STATED GOAL — List every line of the items below that contains the word "hair".

** START SUPPLIED RECORDS **

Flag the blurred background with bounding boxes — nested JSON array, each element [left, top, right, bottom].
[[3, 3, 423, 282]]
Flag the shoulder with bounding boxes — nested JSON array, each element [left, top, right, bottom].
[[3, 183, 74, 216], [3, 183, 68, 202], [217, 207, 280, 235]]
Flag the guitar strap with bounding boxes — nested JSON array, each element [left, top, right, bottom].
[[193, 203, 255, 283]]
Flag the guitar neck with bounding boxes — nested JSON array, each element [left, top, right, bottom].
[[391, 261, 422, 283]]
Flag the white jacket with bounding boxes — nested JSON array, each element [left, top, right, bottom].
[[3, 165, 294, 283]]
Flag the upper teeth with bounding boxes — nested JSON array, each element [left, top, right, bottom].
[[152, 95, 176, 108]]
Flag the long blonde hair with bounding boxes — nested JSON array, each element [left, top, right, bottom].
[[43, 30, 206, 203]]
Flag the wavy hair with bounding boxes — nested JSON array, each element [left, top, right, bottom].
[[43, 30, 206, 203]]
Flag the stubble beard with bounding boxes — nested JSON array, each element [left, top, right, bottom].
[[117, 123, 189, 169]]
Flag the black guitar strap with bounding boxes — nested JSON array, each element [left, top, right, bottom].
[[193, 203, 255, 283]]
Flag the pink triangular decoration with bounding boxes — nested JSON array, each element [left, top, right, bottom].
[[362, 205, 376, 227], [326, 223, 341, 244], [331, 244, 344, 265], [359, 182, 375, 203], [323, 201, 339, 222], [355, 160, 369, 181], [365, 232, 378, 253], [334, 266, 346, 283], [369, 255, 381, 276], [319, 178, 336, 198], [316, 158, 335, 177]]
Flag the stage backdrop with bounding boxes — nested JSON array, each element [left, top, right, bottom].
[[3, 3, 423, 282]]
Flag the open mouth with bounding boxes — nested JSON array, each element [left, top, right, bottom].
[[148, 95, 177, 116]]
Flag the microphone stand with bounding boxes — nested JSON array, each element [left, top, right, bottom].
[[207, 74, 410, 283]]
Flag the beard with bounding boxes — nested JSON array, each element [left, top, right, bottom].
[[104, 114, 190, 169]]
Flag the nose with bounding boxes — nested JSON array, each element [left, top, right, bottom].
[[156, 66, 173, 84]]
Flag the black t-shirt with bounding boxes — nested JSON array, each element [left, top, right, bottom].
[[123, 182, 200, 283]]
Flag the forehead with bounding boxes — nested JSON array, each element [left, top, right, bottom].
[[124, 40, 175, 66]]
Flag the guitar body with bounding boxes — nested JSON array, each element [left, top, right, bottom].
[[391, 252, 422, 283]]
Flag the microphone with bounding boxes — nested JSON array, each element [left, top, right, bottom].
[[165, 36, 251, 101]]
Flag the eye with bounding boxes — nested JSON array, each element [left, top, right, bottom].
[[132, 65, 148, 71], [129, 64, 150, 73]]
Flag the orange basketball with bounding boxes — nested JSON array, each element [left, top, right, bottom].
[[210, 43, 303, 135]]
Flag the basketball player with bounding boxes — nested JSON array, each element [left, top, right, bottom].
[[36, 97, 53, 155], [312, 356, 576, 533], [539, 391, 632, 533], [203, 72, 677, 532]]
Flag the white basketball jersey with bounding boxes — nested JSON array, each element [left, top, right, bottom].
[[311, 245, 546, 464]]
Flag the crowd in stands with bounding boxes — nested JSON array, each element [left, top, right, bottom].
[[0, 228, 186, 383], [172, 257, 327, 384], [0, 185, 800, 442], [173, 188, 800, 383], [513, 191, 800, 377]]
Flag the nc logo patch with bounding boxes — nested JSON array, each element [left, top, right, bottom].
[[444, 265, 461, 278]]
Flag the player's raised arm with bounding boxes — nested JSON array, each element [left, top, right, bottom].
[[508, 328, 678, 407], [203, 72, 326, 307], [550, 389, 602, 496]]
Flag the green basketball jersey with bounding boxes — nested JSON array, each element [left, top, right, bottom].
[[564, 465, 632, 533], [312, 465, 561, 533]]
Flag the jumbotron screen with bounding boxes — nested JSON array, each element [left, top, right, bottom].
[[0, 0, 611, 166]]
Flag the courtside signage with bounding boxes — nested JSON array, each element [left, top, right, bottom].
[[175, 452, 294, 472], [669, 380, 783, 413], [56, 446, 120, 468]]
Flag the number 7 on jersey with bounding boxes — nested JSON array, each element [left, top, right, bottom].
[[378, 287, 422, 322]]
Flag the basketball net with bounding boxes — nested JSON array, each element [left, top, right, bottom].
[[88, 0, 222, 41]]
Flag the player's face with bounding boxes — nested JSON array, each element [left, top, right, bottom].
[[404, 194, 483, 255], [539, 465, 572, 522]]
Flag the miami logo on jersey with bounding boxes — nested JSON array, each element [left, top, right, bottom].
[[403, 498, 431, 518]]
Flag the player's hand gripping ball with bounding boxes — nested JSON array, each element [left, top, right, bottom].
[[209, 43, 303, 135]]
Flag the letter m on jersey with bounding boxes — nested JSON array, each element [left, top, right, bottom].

** END SUPPLIED RECORDS **

EXERCISE ANSWER —
Flag the long blonde hair with bounding boxes — nested JSON array, each element [left, top, right, bottom].
Flag the wavy hair with bounding boxes — nested JSON array, each element [left, top, right, bottom].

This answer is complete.